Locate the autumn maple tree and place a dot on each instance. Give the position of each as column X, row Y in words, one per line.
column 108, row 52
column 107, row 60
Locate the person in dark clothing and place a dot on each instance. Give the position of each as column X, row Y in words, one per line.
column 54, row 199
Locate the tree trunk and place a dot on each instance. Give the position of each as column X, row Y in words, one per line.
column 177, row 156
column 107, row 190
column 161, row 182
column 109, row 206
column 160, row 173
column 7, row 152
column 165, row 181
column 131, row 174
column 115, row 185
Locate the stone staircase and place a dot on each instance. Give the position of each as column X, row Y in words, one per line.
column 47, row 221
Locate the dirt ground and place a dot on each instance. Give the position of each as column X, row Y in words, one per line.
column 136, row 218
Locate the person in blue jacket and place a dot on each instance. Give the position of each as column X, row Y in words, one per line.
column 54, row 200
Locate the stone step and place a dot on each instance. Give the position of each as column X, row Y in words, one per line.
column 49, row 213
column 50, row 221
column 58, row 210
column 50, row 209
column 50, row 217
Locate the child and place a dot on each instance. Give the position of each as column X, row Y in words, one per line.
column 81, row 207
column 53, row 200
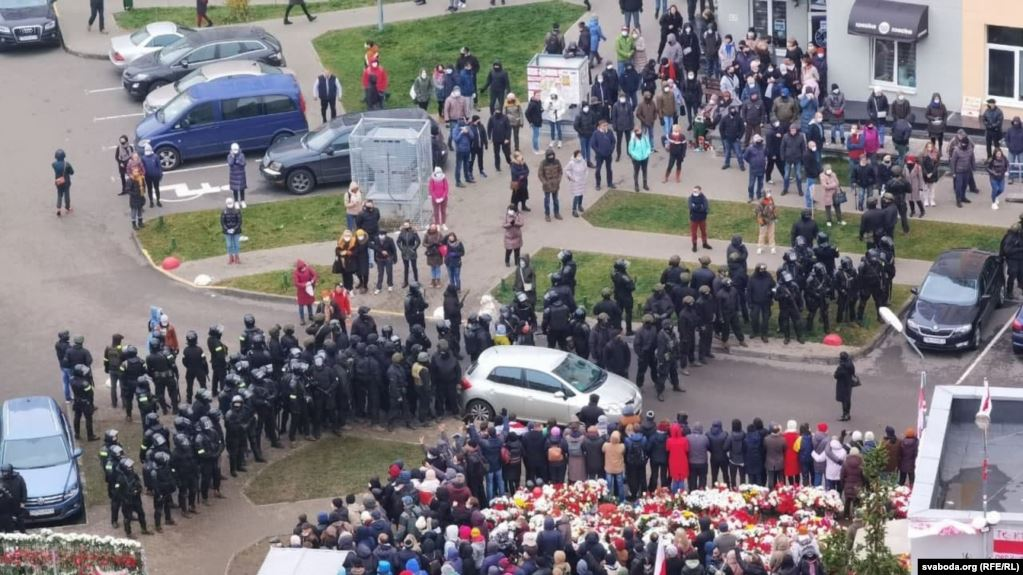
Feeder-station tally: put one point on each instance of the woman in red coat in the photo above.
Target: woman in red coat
(304, 279)
(678, 457)
(791, 454)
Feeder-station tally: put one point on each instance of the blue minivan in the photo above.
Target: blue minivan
(254, 112)
(36, 439)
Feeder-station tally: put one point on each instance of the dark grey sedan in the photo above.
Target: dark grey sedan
(320, 157)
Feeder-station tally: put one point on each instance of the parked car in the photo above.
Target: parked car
(128, 47)
(539, 384)
(158, 98)
(37, 441)
(321, 157)
(1018, 330)
(26, 23)
(959, 294)
(254, 112)
(198, 48)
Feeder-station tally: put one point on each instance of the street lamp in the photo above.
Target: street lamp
(892, 319)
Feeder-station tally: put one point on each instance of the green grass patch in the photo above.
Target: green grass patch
(334, 467)
(593, 273)
(276, 282)
(667, 214)
(192, 235)
(185, 15)
(131, 437)
(408, 47)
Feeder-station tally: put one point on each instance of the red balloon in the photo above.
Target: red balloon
(833, 340)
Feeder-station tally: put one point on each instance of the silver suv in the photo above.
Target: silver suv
(540, 384)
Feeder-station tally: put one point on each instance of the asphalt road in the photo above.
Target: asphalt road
(82, 272)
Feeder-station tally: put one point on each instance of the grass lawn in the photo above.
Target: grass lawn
(185, 15)
(407, 47)
(334, 467)
(130, 435)
(192, 235)
(666, 214)
(594, 273)
(276, 282)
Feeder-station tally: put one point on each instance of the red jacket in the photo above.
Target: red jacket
(791, 455)
(678, 453)
(303, 275)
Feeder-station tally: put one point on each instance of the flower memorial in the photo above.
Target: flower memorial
(754, 514)
(70, 554)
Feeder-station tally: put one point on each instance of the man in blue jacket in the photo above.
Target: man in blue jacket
(699, 208)
(603, 143)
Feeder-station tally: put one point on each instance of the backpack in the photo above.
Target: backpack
(634, 454)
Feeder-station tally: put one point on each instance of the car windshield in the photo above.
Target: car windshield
(320, 138)
(188, 81)
(171, 53)
(579, 373)
(38, 452)
(138, 38)
(943, 290)
(174, 108)
(11, 4)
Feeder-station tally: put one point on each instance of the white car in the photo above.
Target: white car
(126, 48)
(159, 97)
(539, 384)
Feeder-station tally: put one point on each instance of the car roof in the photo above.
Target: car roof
(243, 86)
(28, 417)
(961, 264)
(217, 34)
(158, 28)
(532, 357)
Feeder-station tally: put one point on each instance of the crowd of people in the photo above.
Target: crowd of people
(428, 517)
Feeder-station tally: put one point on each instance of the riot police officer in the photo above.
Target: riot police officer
(84, 403)
(623, 286)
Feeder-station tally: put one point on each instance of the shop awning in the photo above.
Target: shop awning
(886, 18)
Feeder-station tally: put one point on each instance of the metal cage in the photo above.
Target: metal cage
(392, 161)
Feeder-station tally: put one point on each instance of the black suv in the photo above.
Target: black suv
(195, 49)
(28, 23)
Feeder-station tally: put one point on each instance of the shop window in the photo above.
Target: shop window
(1005, 62)
(894, 63)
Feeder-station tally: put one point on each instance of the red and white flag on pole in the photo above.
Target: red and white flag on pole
(921, 410)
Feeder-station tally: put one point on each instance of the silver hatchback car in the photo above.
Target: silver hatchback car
(539, 384)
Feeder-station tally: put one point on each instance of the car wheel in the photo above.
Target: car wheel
(479, 410)
(280, 137)
(169, 158)
(301, 181)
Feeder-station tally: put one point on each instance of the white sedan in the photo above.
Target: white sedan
(124, 49)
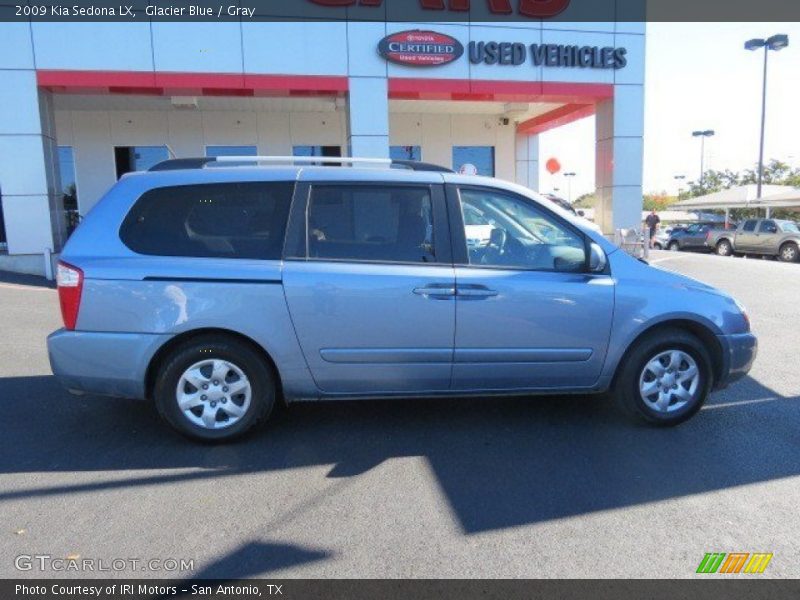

▸ Exercise goal:
Reproduce all the entries above exactly. Include no images.

▸ Output of the task:
Locate the autumn maple tree and place a dot on each instance. Give the position of each as column X, row Y in words, one per line.
column 108, row 52
column 107, row 60
Locate the person in dark clothing and place a dot on each instance. Give the position of each as column X, row Y in words, one per line.
column 54, row 199
Locate the tree trunk and place a dot on each instance. Give the position of each as column X, row Y in words, one per line.
column 177, row 156
column 107, row 190
column 161, row 182
column 109, row 206
column 160, row 173
column 7, row 152
column 165, row 181
column 131, row 174
column 115, row 185
Locate the stone staircase and place a dot on each instance. Give the position of each as column X, row Y in words, one per line.
column 47, row 221
Locate the dirt ground and place a dot on each instance. Give the position of each as column X, row Y in words, one per line.
column 136, row 218
Locate the person in blue jacket and place a dot on each instance. Give the position of each as column X, row Y in words, one per line.
column 54, row 200
Locate the stone step and place a dot on each instance. Give the position of each as column X, row Y in words, one per line.
column 49, row 213
column 50, row 221
column 58, row 210
column 50, row 209
column 50, row 217
Locate the child and place a dot on each instance. Give the position of each as column X, row Y in words, one per line.
column 81, row 207
column 53, row 200
Feeder-station tally: put one point on each instance of the woman in red coat in the photo above.
Target: woman in red coat
(304, 279)
(678, 457)
(791, 454)
Feeder-station tally: put one point on each instance of the blue minivan in the photo above.
Target: blue minivan
(254, 112)
(36, 439)
Feeder-station tally: put one point on each instance of the dark grey sedan in the photo above.
Target: dark grey sedan
(320, 157)
Feeder-station tally: put one point on each instance of the parked car in the photo above.
Target: parked car
(128, 47)
(539, 384)
(158, 98)
(37, 441)
(321, 157)
(1018, 330)
(26, 23)
(959, 294)
(254, 112)
(198, 48)
Feeder-station tally: put one point on each instance of the street lamp in the photo above.
Target: street lamp
(892, 319)
Feeder-station tally: put one point on each instance of the green grass patch in the photo above.
Target: green grass patch
(334, 467)
(593, 273)
(276, 282)
(667, 214)
(192, 235)
(185, 15)
(131, 437)
(408, 47)
Feeder-station tally: put one point on each instance of the red balloon in the photo above.
Target: red balloon
(833, 340)
Feeder-station tally: put one point on each instance of the silver suv in the photo above.
Target: silver suv
(540, 384)
Feeder-station tally: put one point on each instance of the asphalt road in the photo above.
Target: asphalt road
(82, 272)
Feeder-station tally: put one point on each instance of the grass lawn in the photo above.
Target: grass lawn
(185, 15)
(407, 47)
(334, 467)
(130, 435)
(192, 235)
(666, 214)
(594, 273)
(276, 282)
Feeder-station tally: put one point on each instance of the red jacket in the photo above.
Target: red jacket
(791, 455)
(678, 453)
(303, 275)
Feeder-station tally: put one point on each instance of the flower memorial in the photo above.
Target: flower memorial
(754, 514)
(70, 554)
Feeder-station tally: put one point on each instance of the man in blue jacket in the photo above.
Target: man in blue jacket
(699, 208)
(603, 143)
Feeder-station tally: put one point on each instance of the backpack in the photo above.
Target: backpack
(634, 454)
Feeder-station tally: put one point on each instance of the car windshield in the photo above.
Target: car windshield
(320, 138)
(188, 81)
(171, 53)
(579, 373)
(38, 452)
(138, 38)
(943, 290)
(174, 108)
(11, 4)
Feeder-station tally: put one point on each instance of the white car in the photo above.
Target: white car
(126, 48)
(159, 97)
(539, 384)
Feeder-station tally: put one point on each instance of the car roof in the photo above.
Target: car roof
(243, 86)
(28, 417)
(961, 264)
(217, 34)
(158, 28)
(532, 357)
Feeder-station tally: put one point on each instance of the crowd of people in the photo above.
Target: crowd of people
(428, 517)
Feeder-station tally: put one point on each instance of the riot police officer in the photo above.
Target: riot police officer
(84, 403)
(623, 286)
Feeder-station tally: put one point on each instance of the shop awning in the photo above.
Target: shop awning
(886, 18)
Feeder-station tally: put one point on each instance of the metal cage in the photo above.
Target: metal cage
(392, 161)
Feeder-station tally: put one point on each instance of the black suv in the photo above.
Target: black suv
(195, 49)
(28, 23)
Feeder-station tally: put one point on each instance of the shop window in the photo above.
Target: shop window
(1005, 62)
(894, 63)
Feeder-station tally: put one point on each instance of the red and white flag on pole in the photo above.
Target: red and white flag on pole
(921, 410)
Feeder-station tally: put one point on each instance of the silver hatchback car in the photo above.
Target: silver hatchback car
(539, 384)
Feeder-station tally: put one point on each instance of the car wheel in the photo above.
Target: car wheel
(479, 410)
(280, 137)
(169, 158)
(301, 181)
Feeder-station tally: put one point on each instance of the white sedan in the photo above.
Target: white sedan
(124, 49)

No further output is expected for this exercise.